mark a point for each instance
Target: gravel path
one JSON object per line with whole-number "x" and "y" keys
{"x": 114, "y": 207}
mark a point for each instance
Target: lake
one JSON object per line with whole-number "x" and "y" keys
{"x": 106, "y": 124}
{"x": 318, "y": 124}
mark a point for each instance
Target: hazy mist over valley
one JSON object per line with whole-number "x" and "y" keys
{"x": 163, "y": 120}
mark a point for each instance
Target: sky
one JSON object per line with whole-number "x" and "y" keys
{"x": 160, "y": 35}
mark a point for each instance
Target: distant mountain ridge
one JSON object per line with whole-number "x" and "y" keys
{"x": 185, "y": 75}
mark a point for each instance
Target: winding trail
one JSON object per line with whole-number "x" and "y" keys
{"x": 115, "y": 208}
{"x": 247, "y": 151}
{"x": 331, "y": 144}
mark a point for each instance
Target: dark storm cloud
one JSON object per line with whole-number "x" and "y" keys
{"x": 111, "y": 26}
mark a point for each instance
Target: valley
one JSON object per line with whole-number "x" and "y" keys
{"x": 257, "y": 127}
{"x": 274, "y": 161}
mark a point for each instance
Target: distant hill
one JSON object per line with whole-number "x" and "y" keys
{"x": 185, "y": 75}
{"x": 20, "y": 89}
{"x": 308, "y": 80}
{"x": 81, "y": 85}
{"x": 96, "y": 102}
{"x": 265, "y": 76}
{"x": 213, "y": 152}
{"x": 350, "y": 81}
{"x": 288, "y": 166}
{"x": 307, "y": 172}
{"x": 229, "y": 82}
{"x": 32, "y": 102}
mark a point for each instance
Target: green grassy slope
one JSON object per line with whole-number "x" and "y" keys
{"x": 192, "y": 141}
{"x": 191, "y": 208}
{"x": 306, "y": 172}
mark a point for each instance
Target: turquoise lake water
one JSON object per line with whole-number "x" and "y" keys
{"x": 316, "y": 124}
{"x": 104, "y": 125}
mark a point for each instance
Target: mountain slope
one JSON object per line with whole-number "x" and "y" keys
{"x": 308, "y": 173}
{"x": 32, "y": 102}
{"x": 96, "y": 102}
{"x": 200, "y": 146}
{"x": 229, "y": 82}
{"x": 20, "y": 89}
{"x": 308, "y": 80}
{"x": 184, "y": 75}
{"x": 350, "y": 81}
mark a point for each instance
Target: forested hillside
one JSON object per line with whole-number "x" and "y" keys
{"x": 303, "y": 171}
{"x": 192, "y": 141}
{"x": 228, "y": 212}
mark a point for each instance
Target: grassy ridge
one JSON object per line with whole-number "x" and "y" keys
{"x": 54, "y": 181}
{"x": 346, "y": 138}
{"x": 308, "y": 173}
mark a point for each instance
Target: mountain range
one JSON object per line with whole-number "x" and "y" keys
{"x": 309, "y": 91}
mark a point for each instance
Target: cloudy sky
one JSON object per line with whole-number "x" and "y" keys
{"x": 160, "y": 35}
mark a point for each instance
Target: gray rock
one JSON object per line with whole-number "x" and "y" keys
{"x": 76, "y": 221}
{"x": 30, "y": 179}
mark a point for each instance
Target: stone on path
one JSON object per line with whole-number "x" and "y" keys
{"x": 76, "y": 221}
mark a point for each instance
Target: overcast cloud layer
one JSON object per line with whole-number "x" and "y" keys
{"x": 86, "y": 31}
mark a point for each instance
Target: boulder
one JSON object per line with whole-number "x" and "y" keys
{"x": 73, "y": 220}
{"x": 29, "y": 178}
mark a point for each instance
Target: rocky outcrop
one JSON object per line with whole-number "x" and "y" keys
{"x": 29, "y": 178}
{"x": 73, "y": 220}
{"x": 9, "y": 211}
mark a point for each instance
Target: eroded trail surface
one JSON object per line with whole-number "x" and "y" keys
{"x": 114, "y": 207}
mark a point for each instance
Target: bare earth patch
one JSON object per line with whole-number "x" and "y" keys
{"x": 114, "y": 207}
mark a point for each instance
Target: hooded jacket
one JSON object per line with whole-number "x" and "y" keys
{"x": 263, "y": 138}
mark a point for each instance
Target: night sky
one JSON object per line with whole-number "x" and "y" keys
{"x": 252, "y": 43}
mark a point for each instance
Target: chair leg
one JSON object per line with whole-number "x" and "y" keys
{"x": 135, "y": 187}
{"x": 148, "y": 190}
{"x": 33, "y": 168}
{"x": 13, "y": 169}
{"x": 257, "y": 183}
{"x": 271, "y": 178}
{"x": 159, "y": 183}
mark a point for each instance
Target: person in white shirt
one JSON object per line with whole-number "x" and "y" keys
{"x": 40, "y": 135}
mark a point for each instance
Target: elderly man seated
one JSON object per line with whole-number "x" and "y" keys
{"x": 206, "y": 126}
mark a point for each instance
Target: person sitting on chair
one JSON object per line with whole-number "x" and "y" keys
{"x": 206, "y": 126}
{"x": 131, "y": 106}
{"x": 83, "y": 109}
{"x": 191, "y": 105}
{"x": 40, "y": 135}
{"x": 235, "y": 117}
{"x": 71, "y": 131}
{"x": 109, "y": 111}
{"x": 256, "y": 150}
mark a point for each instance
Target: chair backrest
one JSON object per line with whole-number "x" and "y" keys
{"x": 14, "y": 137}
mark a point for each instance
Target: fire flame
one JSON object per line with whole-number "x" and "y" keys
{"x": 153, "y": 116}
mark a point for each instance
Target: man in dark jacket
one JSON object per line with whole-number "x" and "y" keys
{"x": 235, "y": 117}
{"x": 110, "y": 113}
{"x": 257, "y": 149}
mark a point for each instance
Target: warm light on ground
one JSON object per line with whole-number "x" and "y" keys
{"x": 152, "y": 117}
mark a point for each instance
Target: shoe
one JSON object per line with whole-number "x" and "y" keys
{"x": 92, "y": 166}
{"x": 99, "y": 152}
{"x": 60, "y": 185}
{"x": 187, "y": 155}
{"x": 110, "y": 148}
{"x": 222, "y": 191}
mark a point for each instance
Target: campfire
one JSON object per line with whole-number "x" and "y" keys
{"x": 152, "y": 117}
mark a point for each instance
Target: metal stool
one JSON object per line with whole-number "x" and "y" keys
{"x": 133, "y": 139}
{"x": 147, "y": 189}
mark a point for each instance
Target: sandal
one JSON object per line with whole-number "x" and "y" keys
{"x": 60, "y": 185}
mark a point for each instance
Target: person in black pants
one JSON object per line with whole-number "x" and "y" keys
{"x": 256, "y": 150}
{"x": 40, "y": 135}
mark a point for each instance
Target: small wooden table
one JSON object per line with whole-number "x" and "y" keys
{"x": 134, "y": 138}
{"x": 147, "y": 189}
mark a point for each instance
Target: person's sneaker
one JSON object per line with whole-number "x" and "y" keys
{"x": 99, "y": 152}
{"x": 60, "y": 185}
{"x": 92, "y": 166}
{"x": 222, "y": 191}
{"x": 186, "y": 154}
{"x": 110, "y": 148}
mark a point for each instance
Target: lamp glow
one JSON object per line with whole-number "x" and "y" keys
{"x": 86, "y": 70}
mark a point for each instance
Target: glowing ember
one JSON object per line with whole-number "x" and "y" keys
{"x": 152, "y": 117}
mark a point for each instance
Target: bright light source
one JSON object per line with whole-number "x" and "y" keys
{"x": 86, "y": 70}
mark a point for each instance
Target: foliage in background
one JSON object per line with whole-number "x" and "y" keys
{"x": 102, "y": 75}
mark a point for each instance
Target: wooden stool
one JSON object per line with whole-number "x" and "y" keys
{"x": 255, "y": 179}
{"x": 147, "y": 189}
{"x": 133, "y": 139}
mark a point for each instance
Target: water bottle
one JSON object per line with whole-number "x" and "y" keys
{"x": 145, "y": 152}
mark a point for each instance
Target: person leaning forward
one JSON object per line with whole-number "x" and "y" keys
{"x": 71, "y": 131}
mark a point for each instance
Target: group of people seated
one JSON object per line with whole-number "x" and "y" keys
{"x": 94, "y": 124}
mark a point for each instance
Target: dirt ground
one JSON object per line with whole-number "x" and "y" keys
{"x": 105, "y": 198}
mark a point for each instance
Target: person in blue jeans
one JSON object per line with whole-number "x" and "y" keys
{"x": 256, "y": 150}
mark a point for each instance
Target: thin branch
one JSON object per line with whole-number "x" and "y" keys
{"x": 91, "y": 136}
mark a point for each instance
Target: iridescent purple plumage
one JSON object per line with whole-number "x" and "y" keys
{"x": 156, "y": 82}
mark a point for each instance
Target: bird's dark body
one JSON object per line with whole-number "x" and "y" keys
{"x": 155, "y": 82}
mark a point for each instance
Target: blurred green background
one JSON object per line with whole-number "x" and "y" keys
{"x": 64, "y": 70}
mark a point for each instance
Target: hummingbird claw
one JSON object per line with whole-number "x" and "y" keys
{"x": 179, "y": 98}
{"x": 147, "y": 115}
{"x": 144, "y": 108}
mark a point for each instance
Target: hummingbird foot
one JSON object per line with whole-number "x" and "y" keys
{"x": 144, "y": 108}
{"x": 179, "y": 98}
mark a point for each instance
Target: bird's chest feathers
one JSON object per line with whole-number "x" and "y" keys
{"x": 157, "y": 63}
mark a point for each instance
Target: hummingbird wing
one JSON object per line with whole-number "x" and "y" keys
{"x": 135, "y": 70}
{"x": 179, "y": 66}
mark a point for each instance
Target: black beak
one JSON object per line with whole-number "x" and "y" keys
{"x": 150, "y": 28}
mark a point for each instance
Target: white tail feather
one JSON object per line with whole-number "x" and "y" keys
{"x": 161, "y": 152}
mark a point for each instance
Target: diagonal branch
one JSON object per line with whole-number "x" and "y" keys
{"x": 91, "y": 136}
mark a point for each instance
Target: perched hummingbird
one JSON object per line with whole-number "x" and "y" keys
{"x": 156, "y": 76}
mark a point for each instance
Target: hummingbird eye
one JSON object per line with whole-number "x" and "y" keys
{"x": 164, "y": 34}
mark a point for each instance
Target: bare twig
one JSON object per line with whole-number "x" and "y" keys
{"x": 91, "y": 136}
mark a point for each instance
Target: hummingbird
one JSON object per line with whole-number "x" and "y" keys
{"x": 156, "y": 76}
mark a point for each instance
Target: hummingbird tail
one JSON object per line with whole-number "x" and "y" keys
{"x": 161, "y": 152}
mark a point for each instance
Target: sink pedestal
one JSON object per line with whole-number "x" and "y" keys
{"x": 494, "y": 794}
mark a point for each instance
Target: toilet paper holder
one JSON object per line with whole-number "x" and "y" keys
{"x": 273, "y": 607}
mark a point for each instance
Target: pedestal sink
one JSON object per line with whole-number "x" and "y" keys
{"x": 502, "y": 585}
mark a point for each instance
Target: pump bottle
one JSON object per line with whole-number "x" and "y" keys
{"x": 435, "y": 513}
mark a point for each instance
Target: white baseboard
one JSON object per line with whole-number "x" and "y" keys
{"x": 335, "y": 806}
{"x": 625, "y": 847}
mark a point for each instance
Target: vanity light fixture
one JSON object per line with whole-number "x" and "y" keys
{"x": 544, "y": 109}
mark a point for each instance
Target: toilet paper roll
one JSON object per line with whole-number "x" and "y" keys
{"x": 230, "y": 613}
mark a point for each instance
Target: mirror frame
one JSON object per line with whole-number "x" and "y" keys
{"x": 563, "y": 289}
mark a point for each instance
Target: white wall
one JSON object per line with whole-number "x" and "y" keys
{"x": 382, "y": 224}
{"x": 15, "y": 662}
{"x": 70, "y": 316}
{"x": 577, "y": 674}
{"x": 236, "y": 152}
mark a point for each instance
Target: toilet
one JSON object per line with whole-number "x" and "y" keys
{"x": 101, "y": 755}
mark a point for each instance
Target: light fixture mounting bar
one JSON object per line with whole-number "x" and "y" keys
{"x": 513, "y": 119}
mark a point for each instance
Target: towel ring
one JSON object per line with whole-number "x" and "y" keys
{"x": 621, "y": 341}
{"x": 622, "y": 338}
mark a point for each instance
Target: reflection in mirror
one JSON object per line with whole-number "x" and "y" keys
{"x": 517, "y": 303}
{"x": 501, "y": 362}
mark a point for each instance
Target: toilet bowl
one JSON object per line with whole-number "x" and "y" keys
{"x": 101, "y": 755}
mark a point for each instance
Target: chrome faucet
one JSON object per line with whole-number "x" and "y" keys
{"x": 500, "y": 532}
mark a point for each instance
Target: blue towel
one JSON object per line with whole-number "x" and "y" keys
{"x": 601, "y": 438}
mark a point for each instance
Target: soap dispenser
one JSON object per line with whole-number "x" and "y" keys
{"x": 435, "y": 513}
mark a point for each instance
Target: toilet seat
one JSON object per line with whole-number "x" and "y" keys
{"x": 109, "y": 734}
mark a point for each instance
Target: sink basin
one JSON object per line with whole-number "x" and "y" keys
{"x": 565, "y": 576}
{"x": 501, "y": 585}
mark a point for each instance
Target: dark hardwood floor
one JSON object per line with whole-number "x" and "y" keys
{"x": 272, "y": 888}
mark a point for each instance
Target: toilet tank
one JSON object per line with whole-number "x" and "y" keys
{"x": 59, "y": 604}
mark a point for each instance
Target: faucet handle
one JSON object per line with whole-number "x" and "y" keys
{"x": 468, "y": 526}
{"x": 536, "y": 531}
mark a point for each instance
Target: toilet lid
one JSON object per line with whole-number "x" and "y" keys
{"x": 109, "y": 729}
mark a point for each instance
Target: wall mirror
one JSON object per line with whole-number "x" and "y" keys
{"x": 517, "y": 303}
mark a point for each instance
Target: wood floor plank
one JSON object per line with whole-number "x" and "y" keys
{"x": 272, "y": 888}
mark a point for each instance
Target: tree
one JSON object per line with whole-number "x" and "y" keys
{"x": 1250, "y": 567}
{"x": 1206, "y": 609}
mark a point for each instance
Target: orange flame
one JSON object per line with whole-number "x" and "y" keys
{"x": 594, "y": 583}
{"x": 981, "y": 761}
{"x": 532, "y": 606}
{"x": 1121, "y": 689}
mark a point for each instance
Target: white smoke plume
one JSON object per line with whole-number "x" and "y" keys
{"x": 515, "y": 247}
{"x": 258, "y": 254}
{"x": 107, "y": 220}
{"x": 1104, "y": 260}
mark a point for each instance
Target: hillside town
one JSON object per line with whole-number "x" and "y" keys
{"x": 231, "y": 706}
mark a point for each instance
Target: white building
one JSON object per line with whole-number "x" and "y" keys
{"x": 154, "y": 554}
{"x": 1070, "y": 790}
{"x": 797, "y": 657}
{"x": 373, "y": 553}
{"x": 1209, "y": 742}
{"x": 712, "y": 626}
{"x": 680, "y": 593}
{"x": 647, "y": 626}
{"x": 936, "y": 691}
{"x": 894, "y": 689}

• Task prompt: Show every line of the material above in which "hillside" is present.

• Answer box:
Target: forested hillside
Target: hillside town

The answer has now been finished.